*** Opening Data for processing ***
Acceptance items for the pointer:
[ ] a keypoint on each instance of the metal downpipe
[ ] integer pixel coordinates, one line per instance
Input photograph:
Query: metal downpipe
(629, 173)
*** Closing Data for processing ***
*** Opening Data for processing ***
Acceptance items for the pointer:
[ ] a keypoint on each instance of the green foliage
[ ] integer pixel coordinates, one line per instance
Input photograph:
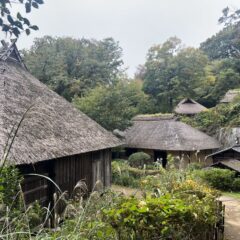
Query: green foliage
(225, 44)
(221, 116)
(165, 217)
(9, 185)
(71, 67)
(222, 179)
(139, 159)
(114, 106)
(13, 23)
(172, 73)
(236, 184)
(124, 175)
*** Closing Data for processing ***
**Problem to solve:** Scan the data above for the word "each", then copy every line that holds it.

**Answer to this task:**
[ ] a keypoint on each instance of the metal downpipe
[ ] a keypoint on each instance of the green foliage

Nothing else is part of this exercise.